EXTRACT TO READ:
┌──
The statement argues that a "healthy society requires healthy and responsible companies" working to achieve long-term goals.
Instead, "boards, managers, share holders with varying agenda have allowed short-term considerations to overwhelm desirable long-term growth and sustainable profit objectives."
These are sentiments that would find particular resonance within the expat community in Shanghai today.
Barely a week passes without it reaching my ears that an acquaintance has been dropped by their home companies in favor of a local hire. And the reason? Well, it's the economy, stupid.
Local hires represent, in most cases, a significant cost reduction to head office. The argument proffered time and time again is that a mid- to senior-level expat executive represents many multiples of the salary cost of local expertise.
The typical scenario seems to be that the executing officer (sic) of the company mournfully identifies his dilemma to the anxious foreign employee: either it's you that has to go or 10 local staff, the respective salary costs - individual and cumulative - being essentially the same.
└──
RECORD LIST:
┌──
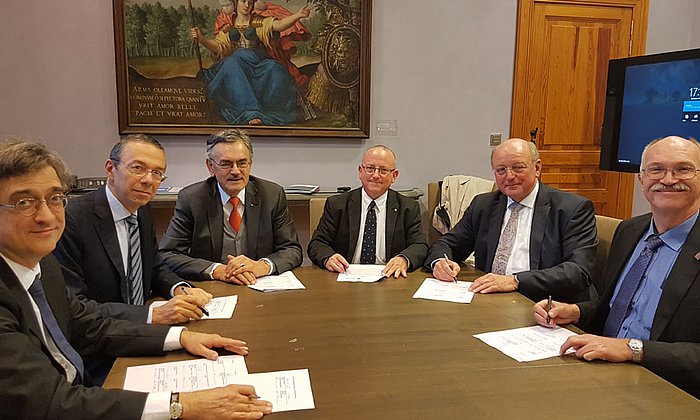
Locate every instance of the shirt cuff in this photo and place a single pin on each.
(210, 270)
(270, 263)
(172, 339)
(157, 406)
└──
TASKS TO CARRY OUT:
[1] Reproduce the passage about expat executives in Shanghai, everything from "Barely a week" down to "the economy, stupid.".
[2] According to the passage about expat executives in Shanghai, what does the statement say a healthy society requires?
[3] Continue the passage about expat executives in Shanghai from its last sentence.

EXERCISE RESULTS:
[1]
Barely a week passes without it reaching my ears that an acquaintance has been dropped by their home companies in favor of a local hire. And the reason? Well, it's the economy, stupid.

[2] It requires healthy and responsible companies working to achieve long-term goals.

[3]
Notwithstanding the obvious platitudes about the quality of local staff, one decisive feature is often missing from their skill set: the experience of working through a crisis.
While most of the global economy rattles around in cages whose bars are only marginally widened by their national stimulus packages, China continues to post enviable growth figures.
And therein lies the rub: across the domestic economy as a whole, China has seen continuous, gargantuan growth and, as a result, executives are yet to feel the chill of an economic blaze diminished.
Astute market observers point to the possibility of a W-shaped recession.
China's export market has taken a battering over the past year and as the tide in the export market has receded, some of the glow has been washed off its former vigor.
It remains to be seen how the economy will fare once the more dramatic effects of the fiscal stimulus package have been exhausted.
Shanghai is replete with expats who have been there and done that. They have dealt with downturns, downslides, recessions, panics, you name it, and they have pulled through.
And in pulling through they have learned important lessons about keeping a cool head, staying focused and surviving.
It is quite right to say that the golden days of full expat packages are gone, but they were never going to last forever anyway; the economic horrors of the past year have merely hastened the inevitable.
Nonetheless, the knee-jerk response by foreign head offices does suggest the image of a baby flying through the air trailed by a slip-stream of bathwater.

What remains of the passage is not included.